## Exercise details
Reproduce verbatim the items from the line containing "the white sand" up to and including the line containing "<point>366,1018</point>".

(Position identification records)
----------

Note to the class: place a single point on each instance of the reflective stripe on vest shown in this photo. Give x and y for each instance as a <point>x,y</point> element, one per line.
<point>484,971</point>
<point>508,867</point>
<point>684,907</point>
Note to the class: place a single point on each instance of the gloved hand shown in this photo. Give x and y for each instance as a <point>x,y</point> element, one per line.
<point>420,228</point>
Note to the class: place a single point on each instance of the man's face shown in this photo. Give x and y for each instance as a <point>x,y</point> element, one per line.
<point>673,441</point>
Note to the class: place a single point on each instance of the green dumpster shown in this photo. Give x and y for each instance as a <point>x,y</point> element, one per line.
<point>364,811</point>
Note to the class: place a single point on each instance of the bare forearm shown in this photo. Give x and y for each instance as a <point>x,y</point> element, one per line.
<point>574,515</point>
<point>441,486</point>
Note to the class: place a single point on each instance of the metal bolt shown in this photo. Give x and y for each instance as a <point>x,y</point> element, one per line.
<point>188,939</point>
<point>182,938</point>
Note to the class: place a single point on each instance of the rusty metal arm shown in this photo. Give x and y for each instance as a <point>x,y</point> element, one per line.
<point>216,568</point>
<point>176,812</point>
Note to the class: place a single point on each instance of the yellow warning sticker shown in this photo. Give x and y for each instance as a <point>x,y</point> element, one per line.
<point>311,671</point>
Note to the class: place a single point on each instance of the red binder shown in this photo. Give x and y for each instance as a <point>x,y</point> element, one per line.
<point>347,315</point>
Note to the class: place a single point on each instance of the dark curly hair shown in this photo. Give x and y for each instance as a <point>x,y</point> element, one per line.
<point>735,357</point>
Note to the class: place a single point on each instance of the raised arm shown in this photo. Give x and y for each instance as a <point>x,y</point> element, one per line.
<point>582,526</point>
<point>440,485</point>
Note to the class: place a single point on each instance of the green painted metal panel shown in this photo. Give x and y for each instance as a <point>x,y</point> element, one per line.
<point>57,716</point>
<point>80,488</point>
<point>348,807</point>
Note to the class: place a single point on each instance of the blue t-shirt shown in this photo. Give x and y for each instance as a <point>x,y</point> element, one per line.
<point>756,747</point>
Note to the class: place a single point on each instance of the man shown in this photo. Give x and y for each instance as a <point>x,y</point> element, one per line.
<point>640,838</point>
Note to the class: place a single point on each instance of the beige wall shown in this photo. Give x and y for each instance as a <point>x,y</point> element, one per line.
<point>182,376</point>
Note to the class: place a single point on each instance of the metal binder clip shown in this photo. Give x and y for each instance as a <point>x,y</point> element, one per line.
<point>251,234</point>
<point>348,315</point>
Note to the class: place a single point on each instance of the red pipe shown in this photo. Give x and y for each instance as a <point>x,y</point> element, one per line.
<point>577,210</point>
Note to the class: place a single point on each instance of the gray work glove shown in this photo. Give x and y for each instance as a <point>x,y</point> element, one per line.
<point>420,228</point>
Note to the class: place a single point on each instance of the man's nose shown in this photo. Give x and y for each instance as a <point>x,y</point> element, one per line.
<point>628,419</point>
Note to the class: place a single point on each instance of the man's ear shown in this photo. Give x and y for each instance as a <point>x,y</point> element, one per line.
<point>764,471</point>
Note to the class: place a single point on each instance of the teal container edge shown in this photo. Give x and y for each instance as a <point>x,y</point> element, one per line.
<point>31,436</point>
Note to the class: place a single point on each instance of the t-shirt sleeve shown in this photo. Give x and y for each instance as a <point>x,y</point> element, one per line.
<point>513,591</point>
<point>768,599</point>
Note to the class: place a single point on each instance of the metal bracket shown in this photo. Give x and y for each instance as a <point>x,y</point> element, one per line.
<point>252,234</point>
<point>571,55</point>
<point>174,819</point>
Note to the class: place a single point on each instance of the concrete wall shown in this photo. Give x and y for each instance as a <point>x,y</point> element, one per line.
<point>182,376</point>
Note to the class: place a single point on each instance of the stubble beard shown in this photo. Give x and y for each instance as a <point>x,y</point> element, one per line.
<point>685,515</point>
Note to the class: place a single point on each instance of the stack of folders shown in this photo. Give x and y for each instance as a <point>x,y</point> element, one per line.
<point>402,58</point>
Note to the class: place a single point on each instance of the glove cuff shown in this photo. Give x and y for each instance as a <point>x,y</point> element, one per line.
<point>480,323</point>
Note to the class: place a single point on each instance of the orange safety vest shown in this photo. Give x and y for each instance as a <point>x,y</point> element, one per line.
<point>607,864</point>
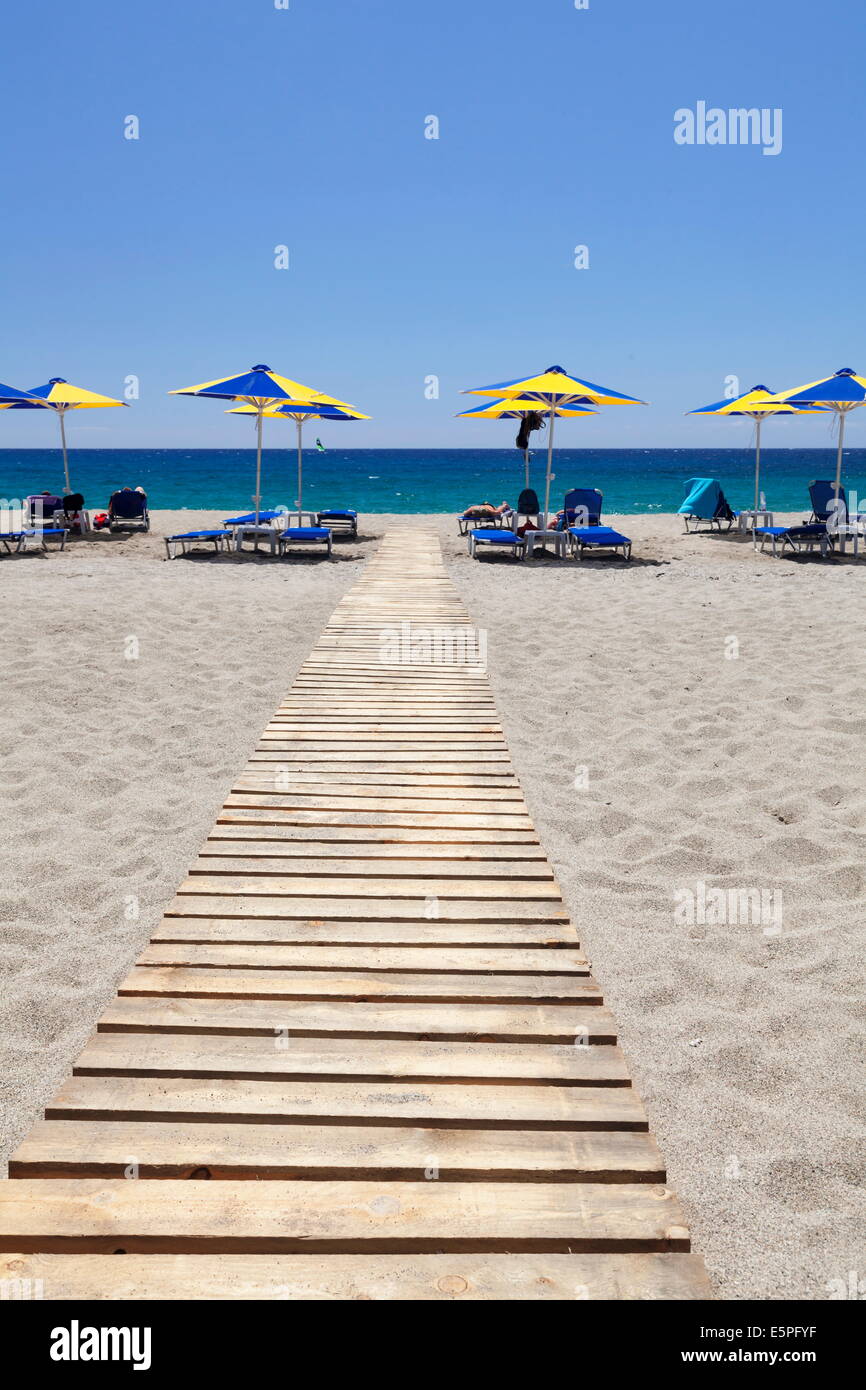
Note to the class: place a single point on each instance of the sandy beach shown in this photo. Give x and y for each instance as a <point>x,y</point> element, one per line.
<point>690,722</point>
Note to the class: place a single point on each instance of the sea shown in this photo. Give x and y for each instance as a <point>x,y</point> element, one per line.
<point>638,481</point>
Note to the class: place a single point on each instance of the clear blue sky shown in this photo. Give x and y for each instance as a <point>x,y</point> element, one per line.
<point>410,256</point>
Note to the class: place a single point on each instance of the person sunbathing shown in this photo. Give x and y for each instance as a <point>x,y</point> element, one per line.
<point>487,509</point>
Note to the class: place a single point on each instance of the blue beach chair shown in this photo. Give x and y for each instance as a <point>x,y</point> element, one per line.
<point>705,502</point>
<point>827,502</point>
<point>597,538</point>
<point>581,508</point>
<point>528,509</point>
<point>797,537</point>
<point>339,520</point>
<point>128,510</point>
<point>476,517</point>
<point>508,541</point>
<point>305,535</point>
<point>189,540</point>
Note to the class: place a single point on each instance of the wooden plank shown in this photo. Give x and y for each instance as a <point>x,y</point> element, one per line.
<point>437,791</point>
<point>534,1025</point>
<point>430,959</point>
<point>263,856</point>
<point>376,844</point>
<point>413,1278</point>
<point>230,876</point>
<point>360,909</point>
<point>262,1058</point>
<point>367,933</point>
<point>434,816</point>
<point>357,1102</point>
<point>106,1215</point>
<point>106,1148</point>
<point>357,984</point>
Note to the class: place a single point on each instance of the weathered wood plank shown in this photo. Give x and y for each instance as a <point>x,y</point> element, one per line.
<point>534,1025</point>
<point>228,876</point>
<point>360,909</point>
<point>357,984</point>
<point>106,1148</point>
<point>492,936</point>
<point>434,958</point>
<point>413,1278</point>
<point>289,1058</point>
<point>103,1215</point>
<point>505,1107</point>
<point>263,856</point>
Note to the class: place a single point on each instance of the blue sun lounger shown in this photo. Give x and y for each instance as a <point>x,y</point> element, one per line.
<point>15,541</point>
<point>508,541</point>
<point>797,537</point>
<point>597,538</point>
<point>338,520</point>
<point>705,502</point>
<point>473,517</point>
<point>191,538</point>
<point>127,510</point>
<point>581,508</point>
<point>303,535</point>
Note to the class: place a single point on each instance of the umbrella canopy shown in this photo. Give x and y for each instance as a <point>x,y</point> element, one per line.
<point>10,395</point>
<point>516,407</point>
<point>328,409</point>
<point>755,403</point>
<point>841,392</point>
<point>60,396</point>
<point>555,388</point>
<point>262,389</point>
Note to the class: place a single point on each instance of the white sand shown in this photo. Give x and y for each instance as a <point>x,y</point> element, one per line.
<point>738,773</point>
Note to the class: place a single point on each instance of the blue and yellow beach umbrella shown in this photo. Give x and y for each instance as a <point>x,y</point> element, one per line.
<point>60,396</point>
<point>755,403</point>
<point>555,388</point>
<point>262,389</point>
<point>330,409</point>
<point>519,409</point>
<point>841,392</point>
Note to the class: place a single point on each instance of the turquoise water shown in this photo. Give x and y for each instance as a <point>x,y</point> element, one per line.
<point>423,480</point>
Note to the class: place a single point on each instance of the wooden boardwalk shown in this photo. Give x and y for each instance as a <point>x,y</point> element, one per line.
<point>366,1018</point>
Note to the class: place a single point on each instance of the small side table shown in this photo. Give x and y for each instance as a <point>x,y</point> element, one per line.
<point>257,533</point>
<point>541,538</point>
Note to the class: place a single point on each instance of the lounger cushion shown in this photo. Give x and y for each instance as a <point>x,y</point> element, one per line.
<point>602,535</point>
<point>498,537</point>
<point>196,535</point>
<point>804,531</point>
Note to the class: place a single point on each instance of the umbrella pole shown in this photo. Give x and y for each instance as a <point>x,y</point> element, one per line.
<point>257,464</point>
<point>838,458</point>
<point>299,474</point>
<point>63,444</point>
<point>838,476</point>
<point>549,463</point>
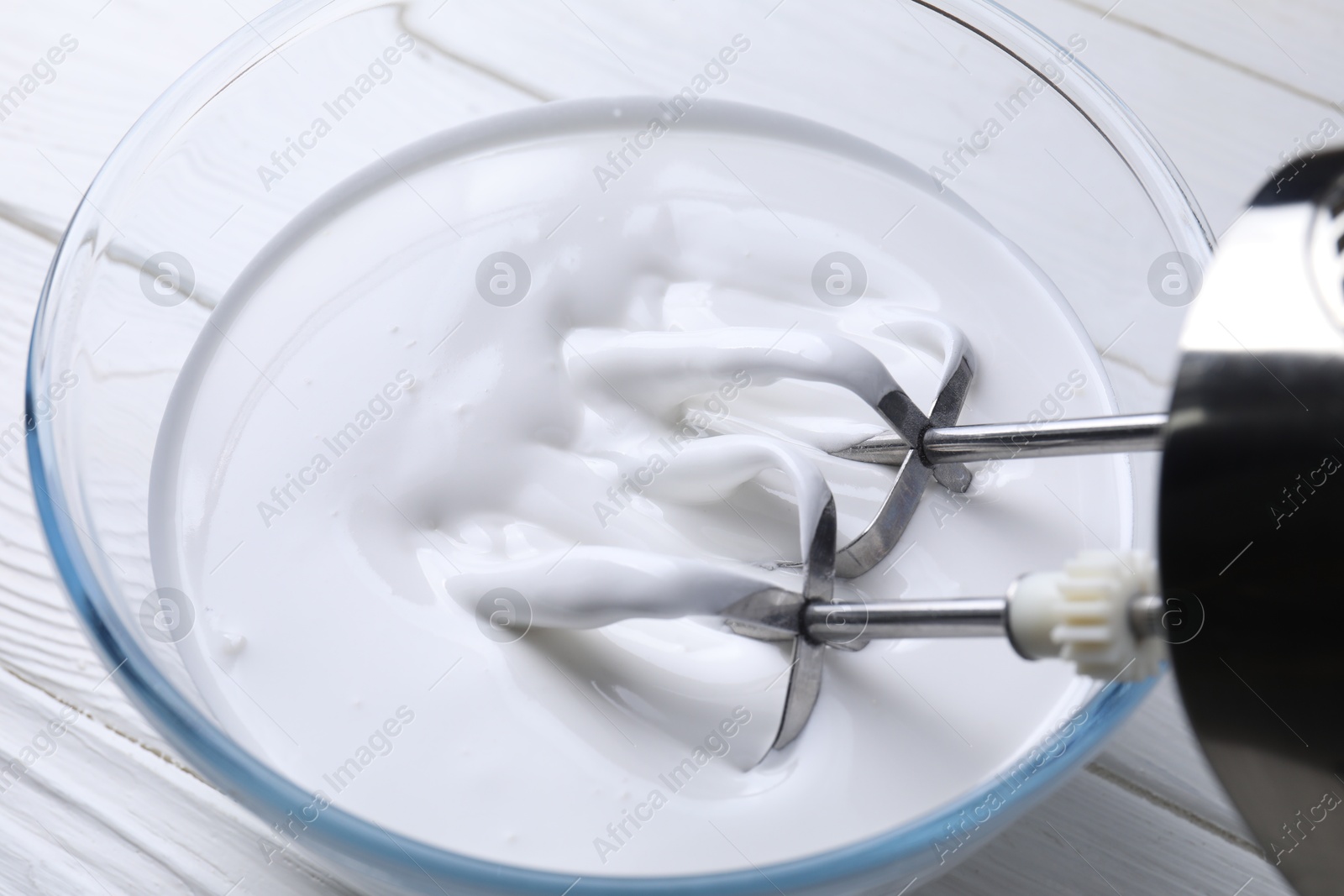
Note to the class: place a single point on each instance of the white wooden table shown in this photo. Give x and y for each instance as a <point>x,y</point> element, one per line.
<point>1225,85</point>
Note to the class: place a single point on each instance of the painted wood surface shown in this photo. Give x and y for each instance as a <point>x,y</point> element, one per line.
<point>1226,87</point>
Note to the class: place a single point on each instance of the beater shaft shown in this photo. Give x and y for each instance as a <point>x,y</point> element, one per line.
<point>1007,441</point>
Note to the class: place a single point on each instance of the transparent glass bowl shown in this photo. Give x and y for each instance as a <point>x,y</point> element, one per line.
<point>210,175</point>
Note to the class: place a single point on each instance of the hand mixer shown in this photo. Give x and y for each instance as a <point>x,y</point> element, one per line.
<point>1250,523</point>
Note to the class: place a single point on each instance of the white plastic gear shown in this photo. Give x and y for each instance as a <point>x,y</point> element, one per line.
<point>1081,614</point>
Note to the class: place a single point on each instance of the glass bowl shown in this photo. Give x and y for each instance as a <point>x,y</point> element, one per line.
<point>1000,116</point>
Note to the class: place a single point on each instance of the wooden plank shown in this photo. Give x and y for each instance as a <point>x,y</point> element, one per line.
<point>87,810</point>
<point>1095,839</point>
<point>1292,45</point>
<point>1149,815</point>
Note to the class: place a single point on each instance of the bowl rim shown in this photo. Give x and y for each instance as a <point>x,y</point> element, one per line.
<point>366,846</point>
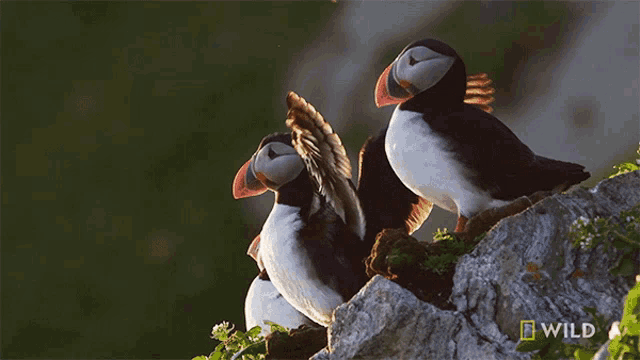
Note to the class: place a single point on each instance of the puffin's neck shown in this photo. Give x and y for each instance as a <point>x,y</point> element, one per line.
<point>298,192</point>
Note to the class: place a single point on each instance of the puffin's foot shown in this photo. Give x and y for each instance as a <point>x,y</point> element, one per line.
<point>409,263</point>
<point>300,343</point>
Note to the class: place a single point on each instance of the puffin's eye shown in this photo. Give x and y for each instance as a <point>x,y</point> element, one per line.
<point>271,154</point>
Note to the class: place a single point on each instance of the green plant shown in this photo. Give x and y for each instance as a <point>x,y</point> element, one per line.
<point>622,233</point>
<point>626,167</point>
<point>449,249</point>
<point>247,346</point>
<point>626,345</point>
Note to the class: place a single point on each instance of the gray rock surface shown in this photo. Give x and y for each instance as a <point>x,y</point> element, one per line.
<point>524,269</point>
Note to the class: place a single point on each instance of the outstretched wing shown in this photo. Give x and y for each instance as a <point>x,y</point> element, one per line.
<point>326,160</point>
<point>479,92</point>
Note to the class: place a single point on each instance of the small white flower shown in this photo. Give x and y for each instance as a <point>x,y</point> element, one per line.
<point>222,326</point>
<point>615,330</point>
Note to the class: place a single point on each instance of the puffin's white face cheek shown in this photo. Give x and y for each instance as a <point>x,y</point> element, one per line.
<point>278,163</point>
<point>420,68</point>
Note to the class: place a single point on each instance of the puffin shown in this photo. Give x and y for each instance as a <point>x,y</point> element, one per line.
<point>265,303</point>
<point>311,244</point>
<point>317,227</point>
<point>452,153</point>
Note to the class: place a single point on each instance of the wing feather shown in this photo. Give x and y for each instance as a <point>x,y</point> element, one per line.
<point>326,160</point>
<point>479,91</point>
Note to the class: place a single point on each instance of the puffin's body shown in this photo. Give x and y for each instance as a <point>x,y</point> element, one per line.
<point>451,153</point>
<point>311,244</point>
<point>315,238</point>
<point>265,303</point>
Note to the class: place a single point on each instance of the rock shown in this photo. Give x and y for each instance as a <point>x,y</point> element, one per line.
<point>525,268</point>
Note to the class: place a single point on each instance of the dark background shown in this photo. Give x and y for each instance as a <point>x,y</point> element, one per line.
<point>123,125</point>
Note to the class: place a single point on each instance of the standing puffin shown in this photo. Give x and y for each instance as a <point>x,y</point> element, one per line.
<point>459,157</point>
<point>265,303</point>
<point>312,241</point>
<point>309,195</point>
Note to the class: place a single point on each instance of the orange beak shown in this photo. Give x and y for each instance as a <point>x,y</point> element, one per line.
<point>245,184</point>
<point>253,248</point>
<point>383,98</point>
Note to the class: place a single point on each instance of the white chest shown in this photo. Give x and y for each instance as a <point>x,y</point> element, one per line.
<point>289,268</point>
<point>265,303</point>
<point>422,162</point>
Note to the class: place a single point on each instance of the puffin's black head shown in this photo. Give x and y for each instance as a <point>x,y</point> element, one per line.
<point>274,164</point>
<point>423,66</point>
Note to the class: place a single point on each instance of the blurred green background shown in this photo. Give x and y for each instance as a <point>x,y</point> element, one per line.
<point>123,125</point>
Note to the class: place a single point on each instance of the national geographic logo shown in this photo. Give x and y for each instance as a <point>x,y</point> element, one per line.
<point>528,330</point>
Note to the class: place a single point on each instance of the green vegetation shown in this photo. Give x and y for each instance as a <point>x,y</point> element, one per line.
<point>626,167</point>
<point>621,232</point>
<point>249,346</point>
<point>626,345</point>
<point>442,257</point>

----------

## The solution
Note to the class: place a single point on each instance of the white sand shown in this photo. Give x and y for each instance as a <point>x,y</point> element, one per line.
<point>738,773</point>
Note to the class: place a single point on each instance of the blue and yellow beach umbrella shown in this photo. Give x and y for each instance as a <point>x,y</point> element, one per line.
<point>60,396</point>
<point>755,403</point>
<point>555,388</point>
<point>262,389</point>
<point>330,409</point>
<point>519,409</point>
<point>841,392</point>
Note to the class: place a single point on each instance of the turquoise water shown in this photo. Give x and y for each instance as a <point>x,y</point> element, one per line.
<point>423,480</point>
Note to the class: place a single point on each instance of the wooden boardwalk shown in this photo. Give x and y for each instance as a <point>x,y</point> element, one per line.
<point>366,1018</point>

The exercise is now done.